Activity -
Your reply should reproduce each line below exactly and carry none of the pictures.

Material for the task -
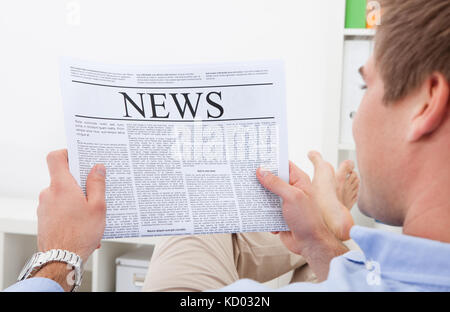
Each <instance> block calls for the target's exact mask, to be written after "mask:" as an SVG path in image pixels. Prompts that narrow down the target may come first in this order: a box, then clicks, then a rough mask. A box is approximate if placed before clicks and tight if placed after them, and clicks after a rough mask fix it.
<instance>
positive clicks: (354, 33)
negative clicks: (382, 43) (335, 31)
mask: <svg viewBox="0 0 450 312" xmlns="http://www.w3.org/2000/svg"><path fill="white" fill-rule="evenodd" d="M344 36H355V37H373V36H375V29H367V28H345V29H344Z"/></svg>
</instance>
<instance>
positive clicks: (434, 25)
mask: <svg viewBox="0 0 450 312" xmlns="http://www.w3.org/2000/svg"><path fill="white" fill-rule="evenodd" d="M380 2H381V7H382V16H381V25H380V26H378V29H377V34H376V36H375V61H376V64H377V66H378V68H379V70H380V73H381V77H382V79H383V82H384V85H385V94H384V101H385V102H387V103H389V102H392V101H397V100H399V99H401V98H403V97H405V96H407V95H408V94H409V93H410V92H411V91H414V90H415V89H416V88H418V87H419V86H420V85H421V84H422V83H423V82H424V81H425V79H426V78H427V77H428V76H429V75H431V74H432V73H433V72H440V73H441V74H443V75H444V76H445V77H446V78H447V81H449V82H450V1H449V0H382V1H380Z"/></svg>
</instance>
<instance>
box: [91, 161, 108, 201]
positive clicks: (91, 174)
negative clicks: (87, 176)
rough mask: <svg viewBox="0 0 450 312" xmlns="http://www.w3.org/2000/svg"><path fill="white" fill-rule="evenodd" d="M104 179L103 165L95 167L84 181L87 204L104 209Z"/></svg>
mask: <svg viewBox="0 0 450 312" xmlns="http://www.w3.org/2000/svg"><path fill="white" fill-rule="evenodd" d="M105 179H106V168H105V166H104V165H101V164H100V165H95V166H94V167H93V168H92V169H91V172H89V175H88V177H87V179H86V195H87V200H88V203H90V204H92V205H94V206H96V207H98V208H101V209H105V208H106V204H105Z"/></svg>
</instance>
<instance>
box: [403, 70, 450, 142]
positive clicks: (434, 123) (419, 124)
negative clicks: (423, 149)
mask: <svg viewBox="0 0 450 312" xmlns="http://www.w3.org/2000/svg"><path fill="white" fill-rule="evenodd" d="M449 83H450V82H449V81H447V79H446V78H445V77H444V75H442V74H441V73H438V72H436V73H433V74H432V75H430V76H429V77H428V78H427V79H426V80H425V82H424V83H423V85H422V87H421V93H422V92H423V93H422V94H423V95H424V96H423V97H422V98H423V99H424V100H425V101H423V103H422V104H420V106H419V107H417V110H416V111H415V113H414V116H413V119H412V124H411V127H410V129H409V133H408V141H410V142H415V141H418V140H420V139H421V138H422V137H423V136H425V135H428V134H430V133H432V132H433V131H435V130H436V129H438V128H439V126H440V125H441V123H442V121H443V120H444V118H445V117H446V116H447V109H448V106H449V95H450V90H449V89H450V86H449Z"/></svg>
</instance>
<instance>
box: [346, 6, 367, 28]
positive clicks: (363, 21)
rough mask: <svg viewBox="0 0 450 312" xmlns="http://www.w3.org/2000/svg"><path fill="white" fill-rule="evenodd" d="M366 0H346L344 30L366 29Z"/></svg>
mask: <svg viewBox="0 0 450 312" xmlns="http://www.w3.org/2000/svg"><path fill="white" fill-rule="evenodd" d="M366 5H367V3H366V0H347V1H346V5H345V28H366Z"/></svg>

Task answer -
Each <instance> block calls for the target's exact mask, to be written after "mask:" as an SVG path in image pixels. Prompts that narrow down the target may come first in this order: a box, then clicks, then a rough mask. A box is approximate if placed before clicks and tight if placed after them, and clicks after a rough mask fix it.
<instance>
positive clicks: (354, 33)
negative clicks: (382, 43) (335, 31)
mask: <svg viewBox="0 0 450 312" xmlns="http://www.w3.org/2000/svg"><path fill="white" fill-rule="evenodd" d="M344 36H355V37H373V36H375V29H367V28H345V29H344Z"/></svg>
</instance>
<instance>
positive clicks: (434, 25)
mask: <svg viewBox="0 0 450 312" xmlns="http://www.w3.org/2000/svg"><path fill="white" fill-rule="evenodd" d="M380 2H381V7H382V16H381V25H380V26H378V29H377V34H376V36H375V61H376V64H377V66H378V68H379V70H380V73H381V77H382V79H383V82H384V85H385V94H384V101H385V102H387V103H389V102H392V101H397V100H399V99H401V98H403V97H405V96H407V95H408V94H409V93H410V92H411V91H414V90H415V89H416V88H418V87H419V86H420V85H421V84H422V83H423V82H424V81H425V79H426V78H427V77H428V76H429V75H431V74H432V73H433V72H440V73H441V74H443V75H444V76H445V77H446V78H447V81H449V82H450V1H449V0H382V1H380Z"/></svg>
</instance>
<instance>
box: [91, 161, 108, 201]
positive clicks: (91, 174)
negative clicks: (87, 176)
rough mask: <svg viewBox="0 0 450 312" xmlns="http://www.w3.org/2000/svg"><path fill="white" fill-rule="evenodd" d="M104 179L103 165L95 167L84 181L87 204L104 209Z"/></svg>
mask: <svg viewBox="0 0 450 312" xmlns="http://www.w3.org/2000/svg"><path fill="white" fill-rule="evenodd" d="M105 179H106V168H105V166H104V165H101V164H100V165H95V166H94V167H93V168H92V169H91V172H89V175H88V177H87V179H86V195H87V200H88V203H90V204H92V205H94V206H96V207H98V208H101V209H105V208H106V204H105Z"/></svg>
</instance>
<instance>
box: [403, 70, 450, 142]
positive clicks: (434, 123) (419, 124)
negative clicks: (423, 149)
mask: <svg viewBox="0 0 450 312" xmlns="http://www.w3.org/2000/svg"><path fill="white" fill-rule="evenodd" d="M449 83H450V82H449V81H447V79H446V78H445V77H444V75H442V74H441V73H438V72H436V73H433V74H432V75H430V76H429V77H428V78H427V79H426V80H425V82H424V83H423V85H422V87H421V93H422V92H423V93H422V94H423V95H424V96H423V97H422V98H423V99H424V100H425V101H423V103H422V104H420V106H419V107H417V110H416V111H415V113H414V116H413V119H412V124H411V127H410V129H409V133H408V141H410V142H415V141H418V140H420V139H421V138H422V137H423V136H425V135H428V134H430V133H432V132H433V131H435V130H436V129H438V128H439V126H440V125H441V123H442V121H443V120H444V118H445V117H446V116H447V109H448V106H449V95H450V90H449V89H450V86H449Z"/></svg>
</instance>
<instance>
box: [346, 6, 367, 28]
positive clicks: (363, 21)
rough mask: <svg viewBox="0 0 450 312" xmlns="http://www.w3.org/2000/svg"><path fill="white" fill-rule="evenodd" d="M366 0H346L344 30L366 29Z"/></svg>
mask: <svg viewBox="0 0 450 312" xmlns="http://www.w3.org/2000/svg"><path fill="white" fill-rule="evenodd" d="M366 5H367V3H366V0H347V1H346V5H345V28H366Z"/></svg>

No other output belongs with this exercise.